Task requirements: Pull every line that holds the word "below" from the entries.

Given records:
----
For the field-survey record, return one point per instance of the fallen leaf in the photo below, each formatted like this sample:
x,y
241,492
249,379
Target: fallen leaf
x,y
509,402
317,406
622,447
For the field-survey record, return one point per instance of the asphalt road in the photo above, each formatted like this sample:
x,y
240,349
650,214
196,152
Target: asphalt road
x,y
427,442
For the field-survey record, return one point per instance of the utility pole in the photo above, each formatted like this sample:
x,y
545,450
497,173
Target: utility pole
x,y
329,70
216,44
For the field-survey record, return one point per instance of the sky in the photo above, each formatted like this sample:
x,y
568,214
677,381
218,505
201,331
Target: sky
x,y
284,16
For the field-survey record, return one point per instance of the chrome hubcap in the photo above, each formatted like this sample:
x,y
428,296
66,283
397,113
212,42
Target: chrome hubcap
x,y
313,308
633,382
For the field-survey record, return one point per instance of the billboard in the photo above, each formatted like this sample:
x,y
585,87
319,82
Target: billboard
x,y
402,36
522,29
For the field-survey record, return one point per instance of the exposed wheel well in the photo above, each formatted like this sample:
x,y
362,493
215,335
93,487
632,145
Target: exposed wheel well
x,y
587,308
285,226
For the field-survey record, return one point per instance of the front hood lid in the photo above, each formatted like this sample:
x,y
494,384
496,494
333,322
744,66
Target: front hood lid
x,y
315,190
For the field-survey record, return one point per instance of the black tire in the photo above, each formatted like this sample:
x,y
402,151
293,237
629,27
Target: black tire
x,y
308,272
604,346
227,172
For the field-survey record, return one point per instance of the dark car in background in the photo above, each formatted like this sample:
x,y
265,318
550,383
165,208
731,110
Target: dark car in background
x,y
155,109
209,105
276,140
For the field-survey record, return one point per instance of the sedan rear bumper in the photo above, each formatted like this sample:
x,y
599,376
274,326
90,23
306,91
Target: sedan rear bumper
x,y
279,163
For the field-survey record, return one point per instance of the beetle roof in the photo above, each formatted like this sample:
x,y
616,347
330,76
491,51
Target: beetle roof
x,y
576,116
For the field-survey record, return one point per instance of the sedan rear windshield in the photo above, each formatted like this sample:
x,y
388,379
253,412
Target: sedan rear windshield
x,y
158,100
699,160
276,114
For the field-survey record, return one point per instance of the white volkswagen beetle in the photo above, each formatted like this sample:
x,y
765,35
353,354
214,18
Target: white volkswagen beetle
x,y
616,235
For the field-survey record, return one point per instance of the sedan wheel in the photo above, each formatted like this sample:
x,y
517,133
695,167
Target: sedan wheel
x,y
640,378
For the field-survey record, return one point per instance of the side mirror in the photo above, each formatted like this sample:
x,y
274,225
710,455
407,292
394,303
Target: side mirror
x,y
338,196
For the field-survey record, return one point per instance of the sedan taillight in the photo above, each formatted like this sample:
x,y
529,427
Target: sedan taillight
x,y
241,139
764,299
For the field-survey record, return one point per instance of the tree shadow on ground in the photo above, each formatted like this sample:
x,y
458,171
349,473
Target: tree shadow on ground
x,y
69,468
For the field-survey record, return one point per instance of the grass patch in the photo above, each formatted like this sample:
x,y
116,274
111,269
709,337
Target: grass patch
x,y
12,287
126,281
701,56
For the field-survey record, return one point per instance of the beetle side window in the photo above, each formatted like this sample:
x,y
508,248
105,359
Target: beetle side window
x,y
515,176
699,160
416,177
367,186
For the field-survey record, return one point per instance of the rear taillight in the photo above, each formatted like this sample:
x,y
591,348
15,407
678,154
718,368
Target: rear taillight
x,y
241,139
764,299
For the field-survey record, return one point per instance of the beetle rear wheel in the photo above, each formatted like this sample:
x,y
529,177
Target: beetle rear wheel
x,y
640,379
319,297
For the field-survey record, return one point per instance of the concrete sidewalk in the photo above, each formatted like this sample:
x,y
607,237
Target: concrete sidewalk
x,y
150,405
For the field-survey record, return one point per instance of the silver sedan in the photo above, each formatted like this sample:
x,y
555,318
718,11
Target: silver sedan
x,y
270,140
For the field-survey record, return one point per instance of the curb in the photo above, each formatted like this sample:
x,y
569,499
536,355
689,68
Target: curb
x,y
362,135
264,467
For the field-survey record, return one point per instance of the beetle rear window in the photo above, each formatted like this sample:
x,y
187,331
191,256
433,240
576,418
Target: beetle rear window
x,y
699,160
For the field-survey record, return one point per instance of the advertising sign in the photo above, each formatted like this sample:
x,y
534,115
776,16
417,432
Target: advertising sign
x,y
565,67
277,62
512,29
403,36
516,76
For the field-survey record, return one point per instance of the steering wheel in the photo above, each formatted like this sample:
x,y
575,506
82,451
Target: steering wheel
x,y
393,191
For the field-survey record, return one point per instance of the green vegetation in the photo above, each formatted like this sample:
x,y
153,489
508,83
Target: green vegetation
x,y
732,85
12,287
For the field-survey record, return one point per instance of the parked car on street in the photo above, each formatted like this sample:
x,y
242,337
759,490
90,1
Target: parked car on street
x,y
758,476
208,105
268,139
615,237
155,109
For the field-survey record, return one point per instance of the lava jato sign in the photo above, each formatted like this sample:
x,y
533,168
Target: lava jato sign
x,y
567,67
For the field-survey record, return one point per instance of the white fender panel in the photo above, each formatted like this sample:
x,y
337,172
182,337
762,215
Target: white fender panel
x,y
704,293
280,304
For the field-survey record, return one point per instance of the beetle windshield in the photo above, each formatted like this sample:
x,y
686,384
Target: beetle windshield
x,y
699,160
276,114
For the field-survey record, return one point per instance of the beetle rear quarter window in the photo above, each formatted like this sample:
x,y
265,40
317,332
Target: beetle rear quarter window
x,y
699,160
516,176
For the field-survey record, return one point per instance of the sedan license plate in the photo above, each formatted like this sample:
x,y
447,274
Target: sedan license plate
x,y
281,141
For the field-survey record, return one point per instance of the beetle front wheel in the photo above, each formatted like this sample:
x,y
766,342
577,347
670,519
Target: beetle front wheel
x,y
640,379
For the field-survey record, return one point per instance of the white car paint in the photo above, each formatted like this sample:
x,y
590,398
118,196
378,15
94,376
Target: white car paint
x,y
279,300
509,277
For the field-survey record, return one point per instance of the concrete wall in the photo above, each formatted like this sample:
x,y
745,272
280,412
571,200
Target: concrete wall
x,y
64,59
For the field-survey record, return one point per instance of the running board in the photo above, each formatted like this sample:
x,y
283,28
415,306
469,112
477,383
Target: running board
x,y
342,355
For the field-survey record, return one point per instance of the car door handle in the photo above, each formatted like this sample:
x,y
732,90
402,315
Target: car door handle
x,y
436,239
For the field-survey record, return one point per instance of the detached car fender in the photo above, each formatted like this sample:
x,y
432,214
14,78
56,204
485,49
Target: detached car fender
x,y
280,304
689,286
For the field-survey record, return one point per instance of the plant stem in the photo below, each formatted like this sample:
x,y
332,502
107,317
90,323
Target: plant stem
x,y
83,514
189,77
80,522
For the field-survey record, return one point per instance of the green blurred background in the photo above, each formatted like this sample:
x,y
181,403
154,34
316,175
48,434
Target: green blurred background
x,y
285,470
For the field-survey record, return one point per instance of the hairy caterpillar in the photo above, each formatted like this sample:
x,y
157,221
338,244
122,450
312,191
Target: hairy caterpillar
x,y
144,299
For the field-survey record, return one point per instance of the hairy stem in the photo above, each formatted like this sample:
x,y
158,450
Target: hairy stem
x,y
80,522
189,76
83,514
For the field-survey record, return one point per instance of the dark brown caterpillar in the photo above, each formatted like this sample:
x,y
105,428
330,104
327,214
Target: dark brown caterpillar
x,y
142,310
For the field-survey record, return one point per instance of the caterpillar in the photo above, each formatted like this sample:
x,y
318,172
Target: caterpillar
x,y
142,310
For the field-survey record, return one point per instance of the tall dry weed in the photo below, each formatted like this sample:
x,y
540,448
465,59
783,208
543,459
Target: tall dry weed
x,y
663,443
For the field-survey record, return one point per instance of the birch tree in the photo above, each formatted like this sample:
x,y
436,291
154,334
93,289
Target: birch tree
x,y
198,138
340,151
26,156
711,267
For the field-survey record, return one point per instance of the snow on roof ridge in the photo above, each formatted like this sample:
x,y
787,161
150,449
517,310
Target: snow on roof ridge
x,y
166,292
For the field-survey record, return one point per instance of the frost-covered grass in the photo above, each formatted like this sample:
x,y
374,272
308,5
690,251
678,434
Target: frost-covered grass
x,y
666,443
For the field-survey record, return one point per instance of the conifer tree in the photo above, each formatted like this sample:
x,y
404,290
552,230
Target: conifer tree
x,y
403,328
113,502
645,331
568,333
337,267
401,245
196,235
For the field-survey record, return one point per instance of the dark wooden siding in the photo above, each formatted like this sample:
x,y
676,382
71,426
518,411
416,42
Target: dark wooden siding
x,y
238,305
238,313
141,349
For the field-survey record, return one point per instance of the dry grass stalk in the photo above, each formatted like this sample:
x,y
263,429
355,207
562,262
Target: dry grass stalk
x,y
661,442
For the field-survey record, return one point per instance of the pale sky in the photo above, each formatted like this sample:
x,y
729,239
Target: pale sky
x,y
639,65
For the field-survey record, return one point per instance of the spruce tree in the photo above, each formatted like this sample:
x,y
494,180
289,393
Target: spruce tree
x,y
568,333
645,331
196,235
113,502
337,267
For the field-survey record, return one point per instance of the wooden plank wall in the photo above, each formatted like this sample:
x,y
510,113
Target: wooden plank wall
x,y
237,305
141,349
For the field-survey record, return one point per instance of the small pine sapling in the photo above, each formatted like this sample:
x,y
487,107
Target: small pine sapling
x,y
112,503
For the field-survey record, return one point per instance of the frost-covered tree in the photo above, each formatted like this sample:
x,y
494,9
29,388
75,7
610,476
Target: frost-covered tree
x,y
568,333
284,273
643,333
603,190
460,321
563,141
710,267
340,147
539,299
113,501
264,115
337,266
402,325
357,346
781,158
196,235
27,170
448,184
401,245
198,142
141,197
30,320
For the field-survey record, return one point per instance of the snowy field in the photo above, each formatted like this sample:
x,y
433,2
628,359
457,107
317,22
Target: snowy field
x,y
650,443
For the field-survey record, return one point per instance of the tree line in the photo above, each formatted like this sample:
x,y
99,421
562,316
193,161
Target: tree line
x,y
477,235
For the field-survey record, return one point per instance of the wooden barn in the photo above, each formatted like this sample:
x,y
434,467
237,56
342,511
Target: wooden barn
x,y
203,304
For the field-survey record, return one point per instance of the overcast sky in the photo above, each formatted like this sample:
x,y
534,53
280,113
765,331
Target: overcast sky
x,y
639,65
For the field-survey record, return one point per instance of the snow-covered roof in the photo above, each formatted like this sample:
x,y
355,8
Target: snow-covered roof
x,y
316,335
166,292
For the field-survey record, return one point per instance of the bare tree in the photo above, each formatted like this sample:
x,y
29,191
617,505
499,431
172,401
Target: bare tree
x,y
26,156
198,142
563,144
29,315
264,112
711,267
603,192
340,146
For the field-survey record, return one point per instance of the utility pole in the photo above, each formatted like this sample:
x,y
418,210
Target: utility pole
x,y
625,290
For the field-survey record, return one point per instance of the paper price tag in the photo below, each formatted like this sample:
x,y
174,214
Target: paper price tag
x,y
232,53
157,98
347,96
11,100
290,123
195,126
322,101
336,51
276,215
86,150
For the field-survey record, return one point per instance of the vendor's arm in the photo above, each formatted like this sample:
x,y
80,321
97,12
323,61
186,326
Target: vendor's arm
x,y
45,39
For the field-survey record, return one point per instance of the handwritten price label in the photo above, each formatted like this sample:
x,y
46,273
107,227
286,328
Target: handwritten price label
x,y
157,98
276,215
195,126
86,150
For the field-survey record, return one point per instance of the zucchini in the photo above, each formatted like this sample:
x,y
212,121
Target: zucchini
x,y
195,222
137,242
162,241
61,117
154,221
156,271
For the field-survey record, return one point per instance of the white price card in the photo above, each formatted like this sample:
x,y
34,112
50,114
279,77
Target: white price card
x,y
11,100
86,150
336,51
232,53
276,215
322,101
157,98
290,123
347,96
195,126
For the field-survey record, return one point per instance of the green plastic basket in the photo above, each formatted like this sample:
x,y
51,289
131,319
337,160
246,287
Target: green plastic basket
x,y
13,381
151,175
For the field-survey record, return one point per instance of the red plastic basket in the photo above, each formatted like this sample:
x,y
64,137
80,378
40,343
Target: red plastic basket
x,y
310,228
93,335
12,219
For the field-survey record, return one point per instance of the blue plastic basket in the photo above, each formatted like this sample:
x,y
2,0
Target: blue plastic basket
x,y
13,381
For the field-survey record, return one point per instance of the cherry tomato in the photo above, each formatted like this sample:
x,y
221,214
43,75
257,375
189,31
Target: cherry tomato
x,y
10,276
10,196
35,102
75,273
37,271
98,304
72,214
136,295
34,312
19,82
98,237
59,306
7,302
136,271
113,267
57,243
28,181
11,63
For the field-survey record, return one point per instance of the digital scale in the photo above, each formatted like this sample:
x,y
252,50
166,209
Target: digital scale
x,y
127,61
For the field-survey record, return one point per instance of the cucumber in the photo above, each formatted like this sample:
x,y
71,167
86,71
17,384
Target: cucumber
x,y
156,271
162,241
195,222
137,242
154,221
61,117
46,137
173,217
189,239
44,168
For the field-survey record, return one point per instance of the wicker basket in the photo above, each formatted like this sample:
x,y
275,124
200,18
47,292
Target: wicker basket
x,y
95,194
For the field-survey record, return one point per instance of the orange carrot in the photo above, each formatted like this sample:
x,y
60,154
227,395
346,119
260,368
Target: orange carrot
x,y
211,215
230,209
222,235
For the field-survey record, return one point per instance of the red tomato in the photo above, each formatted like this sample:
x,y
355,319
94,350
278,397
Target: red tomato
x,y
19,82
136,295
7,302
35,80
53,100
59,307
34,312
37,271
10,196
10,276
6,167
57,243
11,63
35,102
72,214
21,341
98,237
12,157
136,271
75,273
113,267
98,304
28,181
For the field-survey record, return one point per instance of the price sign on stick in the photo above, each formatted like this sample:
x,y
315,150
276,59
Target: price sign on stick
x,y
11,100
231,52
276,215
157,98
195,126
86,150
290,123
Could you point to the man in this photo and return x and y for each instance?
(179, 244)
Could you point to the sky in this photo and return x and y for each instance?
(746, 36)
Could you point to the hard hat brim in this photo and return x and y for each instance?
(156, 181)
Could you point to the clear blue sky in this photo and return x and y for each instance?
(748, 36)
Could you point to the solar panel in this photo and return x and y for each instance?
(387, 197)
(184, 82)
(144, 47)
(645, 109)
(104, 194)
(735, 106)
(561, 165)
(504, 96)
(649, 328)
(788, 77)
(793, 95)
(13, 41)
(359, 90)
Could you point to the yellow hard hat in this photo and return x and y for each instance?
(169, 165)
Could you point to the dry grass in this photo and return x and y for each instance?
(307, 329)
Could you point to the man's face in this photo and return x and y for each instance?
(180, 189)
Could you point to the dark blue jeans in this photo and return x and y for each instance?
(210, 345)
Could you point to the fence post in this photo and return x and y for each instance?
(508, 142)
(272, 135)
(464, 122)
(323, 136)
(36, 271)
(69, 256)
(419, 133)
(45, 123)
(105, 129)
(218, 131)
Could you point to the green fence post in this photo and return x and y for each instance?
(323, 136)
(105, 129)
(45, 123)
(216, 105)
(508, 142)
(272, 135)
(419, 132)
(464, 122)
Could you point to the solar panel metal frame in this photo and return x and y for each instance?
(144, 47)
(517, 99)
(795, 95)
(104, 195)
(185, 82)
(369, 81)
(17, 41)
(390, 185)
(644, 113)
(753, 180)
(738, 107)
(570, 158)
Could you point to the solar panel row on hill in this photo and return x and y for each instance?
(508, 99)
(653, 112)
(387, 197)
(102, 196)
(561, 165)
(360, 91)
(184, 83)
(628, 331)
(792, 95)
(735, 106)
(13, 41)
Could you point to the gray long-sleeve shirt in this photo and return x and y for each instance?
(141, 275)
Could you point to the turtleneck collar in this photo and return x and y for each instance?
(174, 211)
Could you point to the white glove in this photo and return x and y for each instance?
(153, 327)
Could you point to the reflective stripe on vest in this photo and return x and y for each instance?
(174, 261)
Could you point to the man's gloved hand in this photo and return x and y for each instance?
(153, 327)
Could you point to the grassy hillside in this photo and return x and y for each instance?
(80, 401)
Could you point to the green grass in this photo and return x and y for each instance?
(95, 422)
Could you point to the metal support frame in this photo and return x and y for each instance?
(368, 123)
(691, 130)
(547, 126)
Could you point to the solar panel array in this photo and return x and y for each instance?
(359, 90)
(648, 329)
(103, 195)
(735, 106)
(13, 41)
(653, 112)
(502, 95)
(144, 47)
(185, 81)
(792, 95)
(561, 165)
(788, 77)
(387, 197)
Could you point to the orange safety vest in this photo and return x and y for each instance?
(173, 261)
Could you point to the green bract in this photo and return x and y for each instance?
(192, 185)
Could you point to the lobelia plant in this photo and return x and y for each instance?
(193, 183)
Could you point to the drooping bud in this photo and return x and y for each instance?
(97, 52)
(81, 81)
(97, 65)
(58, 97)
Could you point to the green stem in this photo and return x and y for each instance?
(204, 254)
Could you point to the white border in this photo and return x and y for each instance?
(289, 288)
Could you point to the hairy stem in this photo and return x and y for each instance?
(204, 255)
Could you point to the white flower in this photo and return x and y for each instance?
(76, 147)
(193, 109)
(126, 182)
----
Exercise response:
For the field-survey record, return one point per instance of the fallen leaf in the photo below, each formatted like this sample:
For the field-survey record, return one point per instance of the plant stem in the photo below, each formatted like this sample:
For the field-survey record, return one point per instance of the tall dry weed in the photo below, each formatted like this sample:
For the field-survey record, return one point per instance of the paper price tag in the photo below, each formatted like this sample:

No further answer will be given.